PROBLEM TO SOLVE :: Rescale everything from the line containing "sign in the photo above." down to the end of the material. Rewrite each of those lines in full, multiplying every coordinate in the answers by 0.9 and rounding to whole numbers, with halves rounded up.

Data items
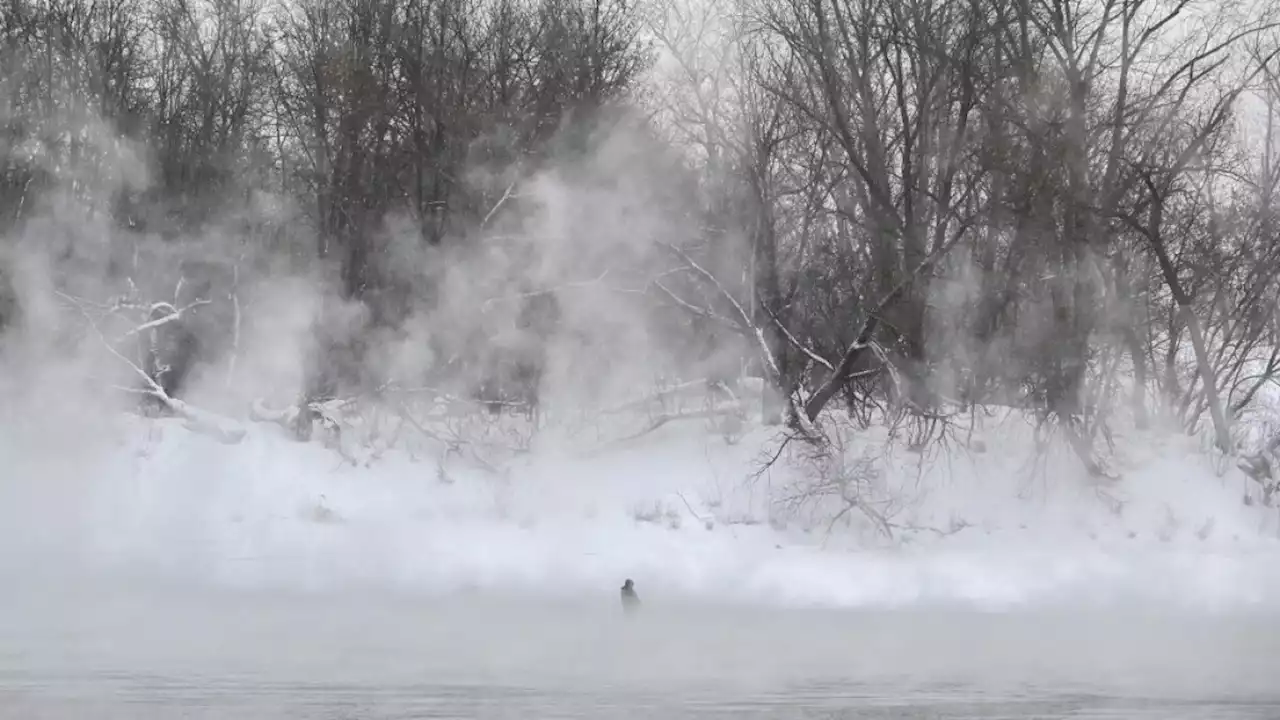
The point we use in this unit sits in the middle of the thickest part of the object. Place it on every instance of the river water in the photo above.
(122, 652)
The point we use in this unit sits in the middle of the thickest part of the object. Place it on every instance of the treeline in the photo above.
(1018, 201)
(920, 201)
(174, 117)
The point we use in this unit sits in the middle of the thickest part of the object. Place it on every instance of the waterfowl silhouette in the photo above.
(630, 600)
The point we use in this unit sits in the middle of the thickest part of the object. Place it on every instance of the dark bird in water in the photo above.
(630, 600)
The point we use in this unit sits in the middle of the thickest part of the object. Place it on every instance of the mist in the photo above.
(339, 328)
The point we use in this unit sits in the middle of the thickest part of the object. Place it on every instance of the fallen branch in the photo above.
(837, 378)
(223, 429)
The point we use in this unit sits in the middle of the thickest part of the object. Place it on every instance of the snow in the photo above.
(688, 514)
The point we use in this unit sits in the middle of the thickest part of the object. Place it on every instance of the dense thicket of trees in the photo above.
(919, 201)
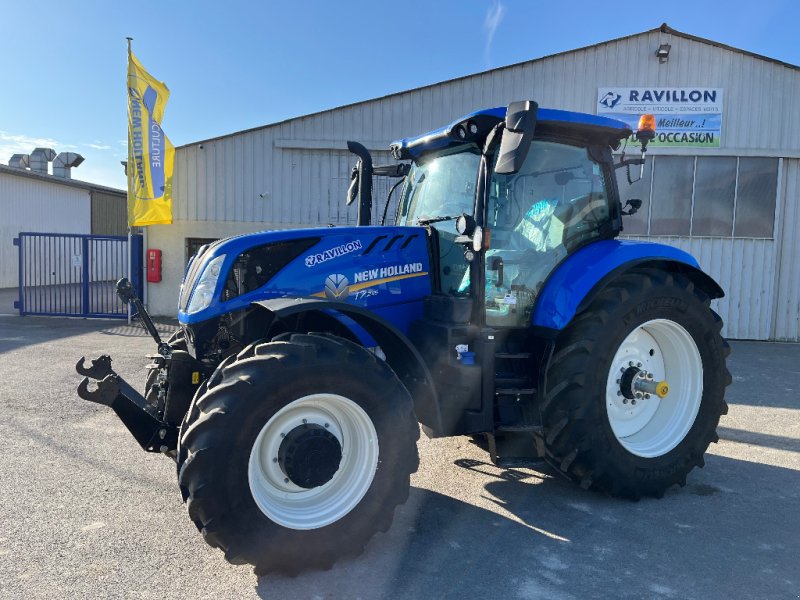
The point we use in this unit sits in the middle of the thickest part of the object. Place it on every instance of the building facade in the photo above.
(732, 200)
(39, 202)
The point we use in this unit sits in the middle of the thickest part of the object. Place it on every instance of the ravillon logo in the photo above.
(610, 100)
(337, 287)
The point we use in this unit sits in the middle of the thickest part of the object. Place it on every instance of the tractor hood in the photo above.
(372, 267)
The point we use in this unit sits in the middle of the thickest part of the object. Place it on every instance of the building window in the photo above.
(714, 190)
(755, 200)
(671, 198)
(703, 196)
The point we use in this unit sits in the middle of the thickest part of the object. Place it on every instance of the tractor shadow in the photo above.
(532, 534)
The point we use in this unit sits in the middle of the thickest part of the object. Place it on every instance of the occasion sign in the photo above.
(685, 117)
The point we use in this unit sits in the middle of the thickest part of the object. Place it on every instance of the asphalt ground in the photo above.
(85, 513)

RESULT OF THE TASK ::
The point we use in this unit sits in the middle of the thickest part of the object. Place it on every instance of the occasion sign in the photo above.
(617, 105)
The point we use in this unit sits in the middle of the thickest part of the object. Place it on every instance of the asphalt ground in the photo above.
(77, 462)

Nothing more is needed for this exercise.